━━━━━ Given records

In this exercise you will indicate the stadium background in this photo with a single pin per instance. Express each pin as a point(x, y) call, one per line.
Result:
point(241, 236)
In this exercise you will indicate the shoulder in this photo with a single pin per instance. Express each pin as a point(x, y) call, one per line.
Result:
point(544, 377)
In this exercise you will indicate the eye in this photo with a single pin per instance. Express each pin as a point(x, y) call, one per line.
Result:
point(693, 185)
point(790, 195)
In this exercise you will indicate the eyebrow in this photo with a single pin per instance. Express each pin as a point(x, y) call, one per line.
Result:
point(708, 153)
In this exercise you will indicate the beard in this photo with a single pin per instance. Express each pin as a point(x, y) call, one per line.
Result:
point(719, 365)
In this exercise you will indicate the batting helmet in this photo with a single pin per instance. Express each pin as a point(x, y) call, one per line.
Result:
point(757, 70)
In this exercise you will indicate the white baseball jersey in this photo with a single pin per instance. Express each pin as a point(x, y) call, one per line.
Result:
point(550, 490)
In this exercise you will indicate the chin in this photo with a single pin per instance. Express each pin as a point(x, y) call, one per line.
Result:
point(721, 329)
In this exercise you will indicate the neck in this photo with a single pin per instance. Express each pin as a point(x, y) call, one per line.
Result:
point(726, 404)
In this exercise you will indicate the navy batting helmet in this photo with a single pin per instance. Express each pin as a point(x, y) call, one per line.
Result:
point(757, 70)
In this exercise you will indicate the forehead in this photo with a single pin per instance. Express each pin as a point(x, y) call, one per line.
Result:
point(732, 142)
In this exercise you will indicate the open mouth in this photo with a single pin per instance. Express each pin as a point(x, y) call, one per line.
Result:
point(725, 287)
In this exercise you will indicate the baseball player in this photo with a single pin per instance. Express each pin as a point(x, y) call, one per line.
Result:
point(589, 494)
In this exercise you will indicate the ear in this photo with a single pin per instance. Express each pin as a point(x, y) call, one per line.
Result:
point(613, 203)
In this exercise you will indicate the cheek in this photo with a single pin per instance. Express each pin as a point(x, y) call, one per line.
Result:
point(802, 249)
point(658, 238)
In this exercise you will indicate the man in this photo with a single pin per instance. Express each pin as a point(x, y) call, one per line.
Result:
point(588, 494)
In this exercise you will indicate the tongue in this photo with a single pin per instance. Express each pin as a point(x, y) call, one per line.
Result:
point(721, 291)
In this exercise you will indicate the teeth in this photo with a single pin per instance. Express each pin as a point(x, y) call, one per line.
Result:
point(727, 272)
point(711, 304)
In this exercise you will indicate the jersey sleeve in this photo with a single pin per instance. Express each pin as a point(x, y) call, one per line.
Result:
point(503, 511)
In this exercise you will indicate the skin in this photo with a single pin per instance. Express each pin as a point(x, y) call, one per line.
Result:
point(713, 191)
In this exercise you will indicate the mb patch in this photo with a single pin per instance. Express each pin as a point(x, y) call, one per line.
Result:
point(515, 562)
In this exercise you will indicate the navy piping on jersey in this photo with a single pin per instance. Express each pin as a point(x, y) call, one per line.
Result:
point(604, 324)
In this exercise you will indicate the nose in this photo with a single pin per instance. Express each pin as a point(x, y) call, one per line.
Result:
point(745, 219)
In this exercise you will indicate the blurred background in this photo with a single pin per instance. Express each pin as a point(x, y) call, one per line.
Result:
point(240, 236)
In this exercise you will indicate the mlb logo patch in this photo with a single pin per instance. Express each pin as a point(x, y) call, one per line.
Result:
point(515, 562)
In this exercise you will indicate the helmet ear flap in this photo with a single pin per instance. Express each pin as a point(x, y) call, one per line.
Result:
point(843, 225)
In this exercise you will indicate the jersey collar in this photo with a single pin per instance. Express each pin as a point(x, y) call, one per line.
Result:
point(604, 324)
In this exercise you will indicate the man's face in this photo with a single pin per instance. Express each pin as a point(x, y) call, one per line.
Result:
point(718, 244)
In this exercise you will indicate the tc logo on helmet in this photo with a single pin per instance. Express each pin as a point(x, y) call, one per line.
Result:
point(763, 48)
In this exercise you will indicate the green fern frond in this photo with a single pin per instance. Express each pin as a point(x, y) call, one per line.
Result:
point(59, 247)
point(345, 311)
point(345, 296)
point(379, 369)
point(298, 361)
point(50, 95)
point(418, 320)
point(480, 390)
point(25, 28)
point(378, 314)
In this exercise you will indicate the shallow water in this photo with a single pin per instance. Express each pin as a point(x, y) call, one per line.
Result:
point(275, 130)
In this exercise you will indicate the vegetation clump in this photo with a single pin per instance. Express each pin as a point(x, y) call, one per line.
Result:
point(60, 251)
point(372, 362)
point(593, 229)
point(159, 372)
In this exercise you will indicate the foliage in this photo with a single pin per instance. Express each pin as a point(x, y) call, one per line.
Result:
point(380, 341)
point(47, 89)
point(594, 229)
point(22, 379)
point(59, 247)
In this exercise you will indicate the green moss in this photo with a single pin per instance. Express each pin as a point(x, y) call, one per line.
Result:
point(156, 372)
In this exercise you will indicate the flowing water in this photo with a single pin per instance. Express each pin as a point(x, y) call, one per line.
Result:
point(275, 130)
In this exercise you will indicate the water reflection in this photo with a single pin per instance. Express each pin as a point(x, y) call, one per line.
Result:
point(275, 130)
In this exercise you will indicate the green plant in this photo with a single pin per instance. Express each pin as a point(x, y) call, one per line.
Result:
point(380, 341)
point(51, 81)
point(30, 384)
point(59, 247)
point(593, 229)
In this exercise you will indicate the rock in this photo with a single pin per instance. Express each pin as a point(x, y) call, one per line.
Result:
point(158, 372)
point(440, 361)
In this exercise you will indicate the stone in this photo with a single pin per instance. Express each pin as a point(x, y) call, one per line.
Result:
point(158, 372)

━━━━━━━━━━
━━━━━ Given records

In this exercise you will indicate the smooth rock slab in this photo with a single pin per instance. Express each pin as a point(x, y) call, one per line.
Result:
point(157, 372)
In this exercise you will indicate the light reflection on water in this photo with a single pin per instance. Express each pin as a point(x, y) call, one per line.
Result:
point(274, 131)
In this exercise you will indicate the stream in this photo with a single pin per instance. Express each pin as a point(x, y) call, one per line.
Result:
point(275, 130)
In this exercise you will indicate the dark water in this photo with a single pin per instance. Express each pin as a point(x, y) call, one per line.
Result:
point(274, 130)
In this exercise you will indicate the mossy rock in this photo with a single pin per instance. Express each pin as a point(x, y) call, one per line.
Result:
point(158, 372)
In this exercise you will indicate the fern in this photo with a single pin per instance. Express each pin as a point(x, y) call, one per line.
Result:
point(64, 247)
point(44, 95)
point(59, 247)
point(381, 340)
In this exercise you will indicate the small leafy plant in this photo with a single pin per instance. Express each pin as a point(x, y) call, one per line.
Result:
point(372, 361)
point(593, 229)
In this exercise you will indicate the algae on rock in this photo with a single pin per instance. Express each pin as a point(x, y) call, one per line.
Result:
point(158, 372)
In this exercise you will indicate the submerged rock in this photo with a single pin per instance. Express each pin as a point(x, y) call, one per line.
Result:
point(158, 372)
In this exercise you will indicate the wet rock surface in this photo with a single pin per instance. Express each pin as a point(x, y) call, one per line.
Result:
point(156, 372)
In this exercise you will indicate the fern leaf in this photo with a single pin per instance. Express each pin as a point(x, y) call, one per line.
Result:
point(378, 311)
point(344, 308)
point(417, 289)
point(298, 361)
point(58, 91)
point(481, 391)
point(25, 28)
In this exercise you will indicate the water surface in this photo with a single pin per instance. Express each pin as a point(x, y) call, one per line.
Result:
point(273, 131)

━━━━━━━━━━
━━━━━ Given records

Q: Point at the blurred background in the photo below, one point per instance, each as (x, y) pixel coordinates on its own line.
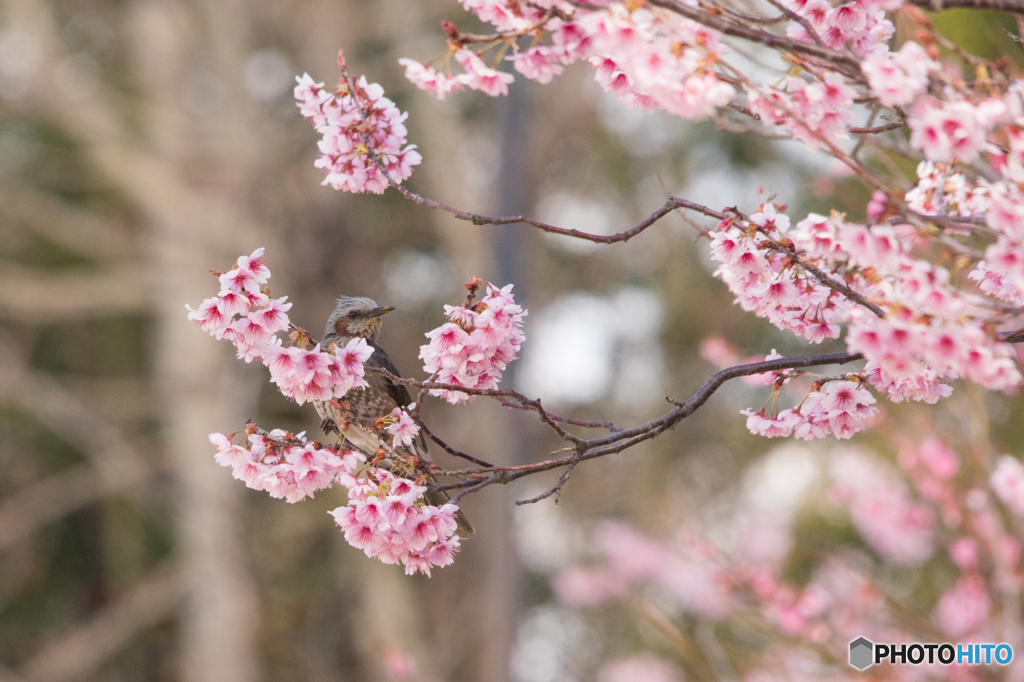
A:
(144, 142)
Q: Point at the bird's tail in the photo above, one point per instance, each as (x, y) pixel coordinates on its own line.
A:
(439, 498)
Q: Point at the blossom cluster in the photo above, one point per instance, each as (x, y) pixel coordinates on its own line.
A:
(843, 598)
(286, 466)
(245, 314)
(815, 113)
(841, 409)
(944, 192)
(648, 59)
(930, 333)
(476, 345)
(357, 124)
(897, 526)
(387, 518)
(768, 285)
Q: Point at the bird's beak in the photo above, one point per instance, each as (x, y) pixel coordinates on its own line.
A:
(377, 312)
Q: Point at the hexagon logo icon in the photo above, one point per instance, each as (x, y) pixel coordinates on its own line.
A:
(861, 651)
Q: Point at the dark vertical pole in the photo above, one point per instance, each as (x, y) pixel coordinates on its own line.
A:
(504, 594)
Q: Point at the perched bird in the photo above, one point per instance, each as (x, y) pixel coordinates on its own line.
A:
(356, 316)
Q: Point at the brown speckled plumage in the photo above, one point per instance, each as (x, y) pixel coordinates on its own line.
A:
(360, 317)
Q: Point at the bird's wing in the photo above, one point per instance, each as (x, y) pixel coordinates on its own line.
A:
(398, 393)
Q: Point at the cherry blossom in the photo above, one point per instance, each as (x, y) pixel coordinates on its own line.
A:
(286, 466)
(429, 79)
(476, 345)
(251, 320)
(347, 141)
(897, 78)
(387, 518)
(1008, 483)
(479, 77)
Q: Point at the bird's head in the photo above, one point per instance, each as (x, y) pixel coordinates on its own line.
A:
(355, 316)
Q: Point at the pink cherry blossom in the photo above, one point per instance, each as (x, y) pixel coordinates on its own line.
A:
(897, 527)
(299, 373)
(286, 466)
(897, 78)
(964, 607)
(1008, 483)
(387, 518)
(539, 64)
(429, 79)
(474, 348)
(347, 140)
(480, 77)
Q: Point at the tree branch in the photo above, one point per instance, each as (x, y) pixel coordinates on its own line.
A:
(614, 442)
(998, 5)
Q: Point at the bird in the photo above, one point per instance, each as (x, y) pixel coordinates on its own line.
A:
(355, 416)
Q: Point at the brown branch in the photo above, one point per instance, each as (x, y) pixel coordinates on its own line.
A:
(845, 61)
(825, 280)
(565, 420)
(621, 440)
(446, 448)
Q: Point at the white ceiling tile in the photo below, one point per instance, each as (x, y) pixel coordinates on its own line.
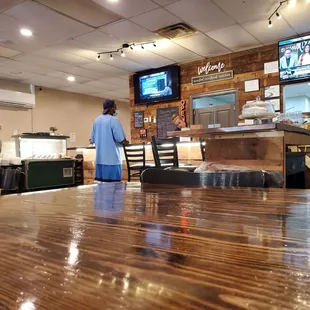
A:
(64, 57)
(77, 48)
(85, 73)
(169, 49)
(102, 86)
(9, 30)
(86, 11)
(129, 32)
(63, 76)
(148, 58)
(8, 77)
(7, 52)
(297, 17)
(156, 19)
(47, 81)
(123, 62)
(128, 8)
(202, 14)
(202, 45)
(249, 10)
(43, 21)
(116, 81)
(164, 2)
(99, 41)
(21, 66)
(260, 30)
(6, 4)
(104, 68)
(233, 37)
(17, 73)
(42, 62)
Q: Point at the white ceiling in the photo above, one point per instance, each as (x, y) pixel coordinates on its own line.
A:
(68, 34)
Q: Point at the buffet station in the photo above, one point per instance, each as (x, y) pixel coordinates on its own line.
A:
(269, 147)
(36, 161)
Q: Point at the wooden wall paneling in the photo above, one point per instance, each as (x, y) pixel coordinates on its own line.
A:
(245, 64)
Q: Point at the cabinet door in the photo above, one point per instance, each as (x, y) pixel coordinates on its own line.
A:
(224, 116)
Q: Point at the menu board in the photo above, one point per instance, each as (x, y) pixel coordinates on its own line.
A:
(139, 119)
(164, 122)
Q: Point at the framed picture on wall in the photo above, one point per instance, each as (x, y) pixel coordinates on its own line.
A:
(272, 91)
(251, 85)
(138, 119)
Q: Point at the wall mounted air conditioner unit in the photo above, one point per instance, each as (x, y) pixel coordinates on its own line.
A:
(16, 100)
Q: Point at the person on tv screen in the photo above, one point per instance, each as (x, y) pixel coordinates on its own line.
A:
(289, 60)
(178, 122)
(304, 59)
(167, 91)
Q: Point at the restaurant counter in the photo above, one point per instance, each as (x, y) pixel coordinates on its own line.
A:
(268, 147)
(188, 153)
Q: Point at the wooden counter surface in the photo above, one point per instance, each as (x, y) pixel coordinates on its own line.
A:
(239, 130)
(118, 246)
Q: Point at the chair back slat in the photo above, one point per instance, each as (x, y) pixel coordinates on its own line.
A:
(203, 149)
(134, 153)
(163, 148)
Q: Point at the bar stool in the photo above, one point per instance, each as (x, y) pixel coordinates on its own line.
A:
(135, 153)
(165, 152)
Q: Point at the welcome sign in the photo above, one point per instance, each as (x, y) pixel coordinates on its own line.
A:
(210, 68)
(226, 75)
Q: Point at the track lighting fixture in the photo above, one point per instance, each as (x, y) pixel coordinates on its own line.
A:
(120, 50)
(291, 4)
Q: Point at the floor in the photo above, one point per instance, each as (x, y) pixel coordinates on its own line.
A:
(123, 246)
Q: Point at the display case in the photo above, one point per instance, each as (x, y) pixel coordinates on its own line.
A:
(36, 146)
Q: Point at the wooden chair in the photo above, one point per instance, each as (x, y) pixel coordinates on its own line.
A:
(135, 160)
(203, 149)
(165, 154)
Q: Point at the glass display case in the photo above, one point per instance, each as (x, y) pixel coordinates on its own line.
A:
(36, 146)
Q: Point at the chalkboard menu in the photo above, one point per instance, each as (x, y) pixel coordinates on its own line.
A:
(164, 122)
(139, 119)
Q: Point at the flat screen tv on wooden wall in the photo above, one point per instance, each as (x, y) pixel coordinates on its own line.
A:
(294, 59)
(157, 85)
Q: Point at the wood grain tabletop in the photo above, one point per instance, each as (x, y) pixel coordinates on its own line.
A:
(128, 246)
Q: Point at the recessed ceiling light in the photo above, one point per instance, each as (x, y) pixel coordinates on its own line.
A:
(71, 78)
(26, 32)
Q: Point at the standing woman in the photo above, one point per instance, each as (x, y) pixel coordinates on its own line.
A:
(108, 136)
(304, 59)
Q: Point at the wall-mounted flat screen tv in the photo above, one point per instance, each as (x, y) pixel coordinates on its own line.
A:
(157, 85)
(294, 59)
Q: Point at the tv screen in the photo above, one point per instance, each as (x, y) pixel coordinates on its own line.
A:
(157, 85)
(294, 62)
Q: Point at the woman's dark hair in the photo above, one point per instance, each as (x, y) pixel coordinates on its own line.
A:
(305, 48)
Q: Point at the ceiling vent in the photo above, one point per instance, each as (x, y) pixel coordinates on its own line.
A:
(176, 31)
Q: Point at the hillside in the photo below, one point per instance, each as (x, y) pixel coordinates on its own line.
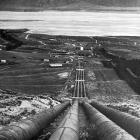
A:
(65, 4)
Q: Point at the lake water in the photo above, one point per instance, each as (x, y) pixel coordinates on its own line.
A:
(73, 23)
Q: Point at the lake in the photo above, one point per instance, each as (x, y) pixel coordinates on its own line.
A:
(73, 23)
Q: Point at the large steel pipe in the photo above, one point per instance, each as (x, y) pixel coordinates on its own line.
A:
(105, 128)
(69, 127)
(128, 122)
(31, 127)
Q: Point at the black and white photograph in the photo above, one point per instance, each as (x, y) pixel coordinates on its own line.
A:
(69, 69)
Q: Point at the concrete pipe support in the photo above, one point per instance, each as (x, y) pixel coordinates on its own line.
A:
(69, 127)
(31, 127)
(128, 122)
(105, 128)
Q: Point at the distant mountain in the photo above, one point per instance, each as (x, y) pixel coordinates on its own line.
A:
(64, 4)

━━━━━━━━━━

● **Exercise goal**:
Please rewrite the lines from the one containing "In this exercise you will indicate the stadium" through the one containing "point(708, 153)", inclusive, as a numbered list with any blank lines left out.

● **Solution to this exercise**:
1. In this exercise you will indicate the stadium background in this photo with a single pin per instance. Express each pin as a point(x, y) call, one per line.
2. Result:
3. point(241, 236)
4. In this exercise you will indicate the shoulder in this photo with a single pin per instance. Express each pin as a point(x, y) call, one per line.
5. Result:
6. point(544, 377)
7. In this exercise you will indicate the eye in this photo with a single pin per instance. Express each pin as a point(x, y) call, one per line.
8. Result:
9. point(693, 185)
10. point(790, 195)
11. In this exercise you will indicate the eyebrow in this photo with a single pin per instance. Express each pin as a point(x, y) call, one per line.
12. Result:
13. point(708, 153)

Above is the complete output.